La Fille du RER Frankreich 2009 – 105min.

Filmkritik

Die Lüge in den Zeiten des Fernsehens

Filmkritik: Cindy Hertach

Dass Menschen sich als Opfer erfundener Gewaltdelikte inszenieren, ist ein wiederkehrendes Phänomen. André Téchiné versucht, diese Art der Hochstapelei auf den Spuren einer wahren Begebenheit nachzuzeichnen.

Die Nachricht entsetzte vor einigen Jahren ganz Frankreich: Eine junge Frau wurde mitsamt ihrem Kleinkind im Pariser Vorstadtzug RER Opfer eines antisemitischen Übergriffs. Von den Medien hochgekocht, provozierte der Fall heftige Reaktionen - bis sich der rassistische Angriff einige Tage nach dem Vorfall peinlicherweise als Lügengeschichte des vermeintlichen Opfers entpuppte. André Téchiné nimmt die wahre Begebenheit zum Anlass, die Umstände herauszukristallisieren, die zu dieser Lüge geführt haben könnten. Und er versucht aufzuzeigen, was sie in der französischen Gesellschaft ausgelöst hat. Jean Marie Bessets Theaterstück "R.E.R" diente Téchiné als Vorlage, Besset schrieb am Drehbuch mit.

**ZU BEARBEITEN**
1. Schreibe aus der Filmkritik den Abschnitt zwischen "Die Nachricht entsetzte" und "am Drehbuch mit." wortgetreu ab, beide Stellen eingeschlossen.
2. Fasse den Absatz der Filmkritik, der mit "Die Nachricht entsetzte" beginnt, als kurze Liste mit seinen wichtigsten Fakten zusammen.
Die Datensätze haben mit der Filmkritik nichts zu tun.

Gespeicherte Datensätze
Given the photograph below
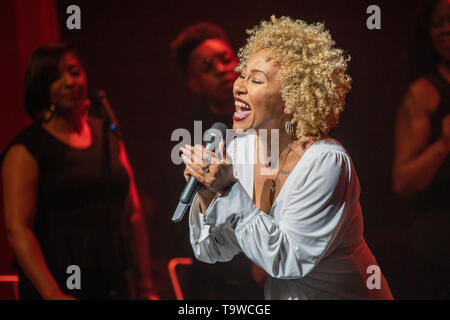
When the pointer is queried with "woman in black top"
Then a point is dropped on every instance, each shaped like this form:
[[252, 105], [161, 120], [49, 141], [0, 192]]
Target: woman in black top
[[422, 161], [69, 192]]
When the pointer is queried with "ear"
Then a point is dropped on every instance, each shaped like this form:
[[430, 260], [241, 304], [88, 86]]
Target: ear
[[193, 85]]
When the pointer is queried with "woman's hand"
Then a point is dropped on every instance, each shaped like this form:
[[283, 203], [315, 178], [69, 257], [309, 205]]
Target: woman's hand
[[213, 173], [60, 296]]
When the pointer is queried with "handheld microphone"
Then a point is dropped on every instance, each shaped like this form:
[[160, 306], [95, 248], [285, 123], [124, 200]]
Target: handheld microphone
[[212, 140], [100, 100]]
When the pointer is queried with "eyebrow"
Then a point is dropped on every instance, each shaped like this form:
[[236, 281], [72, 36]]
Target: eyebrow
[[260, 71]]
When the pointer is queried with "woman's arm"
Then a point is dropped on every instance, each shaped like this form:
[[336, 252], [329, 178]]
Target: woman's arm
[[140, 236], [416, 160], [292, 244], [20, 181]]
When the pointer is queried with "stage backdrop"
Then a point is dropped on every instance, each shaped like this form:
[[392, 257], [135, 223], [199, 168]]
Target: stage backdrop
[[125, 48]]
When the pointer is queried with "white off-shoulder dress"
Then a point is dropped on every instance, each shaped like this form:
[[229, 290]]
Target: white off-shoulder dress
[[311, 242]]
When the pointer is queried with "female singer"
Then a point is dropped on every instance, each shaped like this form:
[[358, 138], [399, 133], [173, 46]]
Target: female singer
[[422, 158], [67, 200], [299, 217]]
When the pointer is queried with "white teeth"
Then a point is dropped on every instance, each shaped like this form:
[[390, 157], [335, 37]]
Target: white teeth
[[242, 105]]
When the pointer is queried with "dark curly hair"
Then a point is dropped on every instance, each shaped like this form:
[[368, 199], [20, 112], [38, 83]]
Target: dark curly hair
[[191, 37], [42, 70], [425, 56]]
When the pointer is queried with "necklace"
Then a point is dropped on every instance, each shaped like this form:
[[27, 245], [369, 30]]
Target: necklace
[[273, 182]]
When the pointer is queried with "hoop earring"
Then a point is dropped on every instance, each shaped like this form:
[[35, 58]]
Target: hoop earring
[[48, 114], [289, 127]]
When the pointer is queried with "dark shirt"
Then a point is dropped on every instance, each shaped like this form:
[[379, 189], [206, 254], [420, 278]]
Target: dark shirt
[[80, 214], [435, 198]]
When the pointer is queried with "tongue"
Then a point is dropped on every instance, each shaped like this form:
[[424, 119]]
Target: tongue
[[242, 113]]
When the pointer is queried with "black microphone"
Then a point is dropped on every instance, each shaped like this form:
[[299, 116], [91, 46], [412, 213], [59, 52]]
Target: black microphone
[[213, 137], [100, 101]]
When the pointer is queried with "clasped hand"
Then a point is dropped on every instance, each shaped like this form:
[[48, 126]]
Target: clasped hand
[[214, 173]]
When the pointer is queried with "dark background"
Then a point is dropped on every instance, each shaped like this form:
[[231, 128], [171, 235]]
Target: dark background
[[125, 48]]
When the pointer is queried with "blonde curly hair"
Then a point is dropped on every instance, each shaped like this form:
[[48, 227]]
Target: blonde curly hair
[[312, 71]]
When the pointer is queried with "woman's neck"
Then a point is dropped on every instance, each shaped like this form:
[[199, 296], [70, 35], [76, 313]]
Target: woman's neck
[[67, 123], [267, 146]]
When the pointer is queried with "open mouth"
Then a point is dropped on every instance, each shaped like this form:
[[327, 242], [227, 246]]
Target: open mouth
[[243, 110]]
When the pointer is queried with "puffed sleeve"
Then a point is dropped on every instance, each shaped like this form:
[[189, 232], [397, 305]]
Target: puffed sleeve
[[210, 244], [291, 244]]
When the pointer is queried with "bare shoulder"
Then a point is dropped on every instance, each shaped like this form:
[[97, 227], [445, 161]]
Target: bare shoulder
[[422, 97]]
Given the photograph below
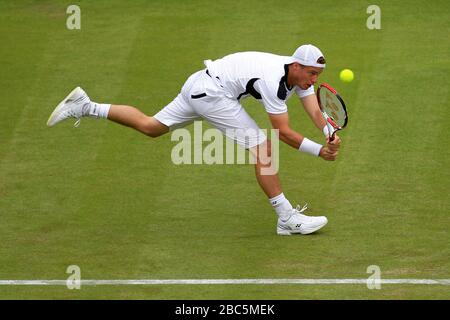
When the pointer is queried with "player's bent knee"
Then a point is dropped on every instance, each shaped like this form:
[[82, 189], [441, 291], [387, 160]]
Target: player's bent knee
[[264, 152]]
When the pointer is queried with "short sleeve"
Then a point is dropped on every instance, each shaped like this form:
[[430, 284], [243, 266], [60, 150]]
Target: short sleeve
[[272, 103], [303, 93]]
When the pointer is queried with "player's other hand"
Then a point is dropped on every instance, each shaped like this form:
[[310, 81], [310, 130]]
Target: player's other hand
[[335, 144], [328, 153]]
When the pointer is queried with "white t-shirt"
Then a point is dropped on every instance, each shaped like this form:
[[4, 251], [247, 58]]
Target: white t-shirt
[[261, 75]]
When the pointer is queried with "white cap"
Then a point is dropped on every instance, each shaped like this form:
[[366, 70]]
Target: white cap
[[309, 55]]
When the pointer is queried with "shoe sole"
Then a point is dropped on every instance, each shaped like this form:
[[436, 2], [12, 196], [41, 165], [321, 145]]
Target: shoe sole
[[283, 232], [59, 106]]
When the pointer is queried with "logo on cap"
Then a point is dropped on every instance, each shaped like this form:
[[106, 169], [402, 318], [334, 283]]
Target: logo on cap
[[321, 60]]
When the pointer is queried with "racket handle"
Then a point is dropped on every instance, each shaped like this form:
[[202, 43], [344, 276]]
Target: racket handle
[[332, 136]]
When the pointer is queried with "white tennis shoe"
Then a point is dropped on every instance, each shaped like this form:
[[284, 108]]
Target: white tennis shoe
[[296, 222], [75, 105]]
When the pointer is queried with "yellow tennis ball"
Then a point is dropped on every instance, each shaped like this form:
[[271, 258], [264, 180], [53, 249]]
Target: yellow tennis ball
[[346, 75]]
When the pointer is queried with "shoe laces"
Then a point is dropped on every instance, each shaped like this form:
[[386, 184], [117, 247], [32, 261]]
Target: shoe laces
[[72, 114]]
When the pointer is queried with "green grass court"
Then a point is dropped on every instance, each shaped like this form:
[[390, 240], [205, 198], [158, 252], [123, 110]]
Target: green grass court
[[110, 200]]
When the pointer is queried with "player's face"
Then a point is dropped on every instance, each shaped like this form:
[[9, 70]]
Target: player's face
[[307, 76]]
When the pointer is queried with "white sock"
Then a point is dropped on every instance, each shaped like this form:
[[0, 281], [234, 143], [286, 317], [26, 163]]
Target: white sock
[[98, 110], [281, 205]]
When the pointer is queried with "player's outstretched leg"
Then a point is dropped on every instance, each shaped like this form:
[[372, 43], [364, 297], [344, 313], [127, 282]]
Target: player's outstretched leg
[[290, 220], [78, 104]]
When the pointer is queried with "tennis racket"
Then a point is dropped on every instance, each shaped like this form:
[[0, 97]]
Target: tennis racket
[[333, 109]]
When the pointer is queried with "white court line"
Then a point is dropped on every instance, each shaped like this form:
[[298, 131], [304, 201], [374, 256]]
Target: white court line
[[223, 281]]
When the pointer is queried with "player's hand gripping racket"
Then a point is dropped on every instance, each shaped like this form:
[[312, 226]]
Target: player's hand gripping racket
[[333, 109]]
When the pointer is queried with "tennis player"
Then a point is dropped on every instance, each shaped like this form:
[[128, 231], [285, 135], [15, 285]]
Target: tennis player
[[214, 94]]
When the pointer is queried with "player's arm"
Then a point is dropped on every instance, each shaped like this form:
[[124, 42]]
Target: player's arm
[[295, 139]]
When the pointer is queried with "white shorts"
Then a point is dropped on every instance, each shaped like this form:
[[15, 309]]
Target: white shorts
[[202, 98]]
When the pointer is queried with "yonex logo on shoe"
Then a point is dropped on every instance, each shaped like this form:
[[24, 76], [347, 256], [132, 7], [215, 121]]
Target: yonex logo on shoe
[[191, 149]]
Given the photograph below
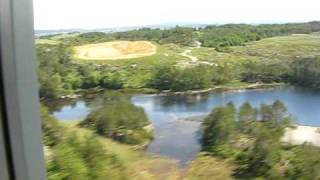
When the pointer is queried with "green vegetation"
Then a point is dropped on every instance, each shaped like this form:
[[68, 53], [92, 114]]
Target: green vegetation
[[70, 156], [250, 140], [269, 60], [120, 120], [242, 143]]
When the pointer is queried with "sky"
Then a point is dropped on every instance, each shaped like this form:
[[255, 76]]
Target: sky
[[91, 14]]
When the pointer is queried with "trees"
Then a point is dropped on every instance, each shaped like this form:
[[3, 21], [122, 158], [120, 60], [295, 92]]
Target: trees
[[174, 78], [306, 72], [251, 138], [119, 120], [74, 156], [219, 127]]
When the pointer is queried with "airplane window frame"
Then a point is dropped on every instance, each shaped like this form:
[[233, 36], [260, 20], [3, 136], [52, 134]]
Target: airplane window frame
[[21, 148]]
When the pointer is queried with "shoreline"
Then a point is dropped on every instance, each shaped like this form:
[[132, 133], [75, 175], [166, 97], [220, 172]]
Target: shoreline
[[298, 135]]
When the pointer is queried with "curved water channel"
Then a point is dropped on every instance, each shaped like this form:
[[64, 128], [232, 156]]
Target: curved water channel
[[178, 138]]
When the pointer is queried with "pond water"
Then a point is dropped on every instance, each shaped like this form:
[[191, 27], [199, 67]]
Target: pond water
[[179, 139]]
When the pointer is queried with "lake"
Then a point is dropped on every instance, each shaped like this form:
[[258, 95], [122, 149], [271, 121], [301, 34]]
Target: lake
[[179, 139]]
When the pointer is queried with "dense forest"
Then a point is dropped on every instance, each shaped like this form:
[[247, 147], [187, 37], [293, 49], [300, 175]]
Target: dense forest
[[60, 75], [248, 137], [119, 120], [251, 138]]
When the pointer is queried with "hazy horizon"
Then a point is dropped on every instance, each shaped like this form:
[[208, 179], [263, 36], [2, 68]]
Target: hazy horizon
[[97, 14]]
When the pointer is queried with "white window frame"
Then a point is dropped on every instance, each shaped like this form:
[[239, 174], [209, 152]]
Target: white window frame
[[21, 148]]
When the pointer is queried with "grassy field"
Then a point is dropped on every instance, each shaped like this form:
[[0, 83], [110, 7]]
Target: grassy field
[[46, 41], [115, 50]]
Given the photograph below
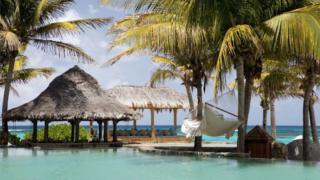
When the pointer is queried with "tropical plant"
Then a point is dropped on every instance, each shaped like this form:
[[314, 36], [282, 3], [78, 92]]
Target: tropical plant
[[59, 133], [278, 80], [33, 23], [300, 44], [233, 23], [167, 35]]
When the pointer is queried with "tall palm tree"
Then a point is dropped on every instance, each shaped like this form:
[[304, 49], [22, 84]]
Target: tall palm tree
[[33, 22], [300, 43], [233, 23], [278, 80], [164, 34]]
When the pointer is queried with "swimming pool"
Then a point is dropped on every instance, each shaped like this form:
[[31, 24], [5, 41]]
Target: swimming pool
[[129, 164]]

**LÖSUNGEN**
1.
Die Nachricht entsetzte vor einigen Jahren ganz Frankreich: Eine junge Frau wurde mitsamt ihrem Kleinkind im Pariser Vorstadtzug RER Opfer eines antisemitischen Übergriffs. Von den Medien hochgekocht, provozierte der Fall heftige Reaktionen - bis sich der rassistische Angriff einige Tage nach dem Vorfall peinlicherweise als Lügengeschichte des vermeintlichen Opfers entpuppte. André Téchiné nimmt die wahre Begebenheit zum Anlass, die Umstände herauszukristallisieren, die zu dieser Lüge geführt haben könnten. Und er versucht aufzuzeigen, was sie in der französischen Gesellschaft ausgelöst hat. Jean Marie Bessets Theaterstück "R.E.R" diente Téchiné als Vorlage, Besset schrieb am Drehbuch mit.

2.
- Vor einigen Jahren entsetzte eine Meldung ganz Frankreich: Eine junge Frau sei mit ihrem Kleinkind im Pariser Vorstadtzug RER Opfer eines antisemitischen Übergriffs geworden.
- Die Medien bauschten den Fall auf, und er löste heftige Reaktionen aus.
- Einige Tage später erwies sich der Angriff als Lügengeschichte des vermeintlichen Opfers.
- André Téchiné will die Umstände herausarbeiten, die zu dieser Lüge geführt haben könnten.
- Außerdem will er zeigen, was die Lüge in der französischen Gesellschaft ausgelöst hat.
- Als Vorlage diente Jean Marie Bessets Theaterstück "R.E.R".
- Besset schrieb am Drehbuch mit.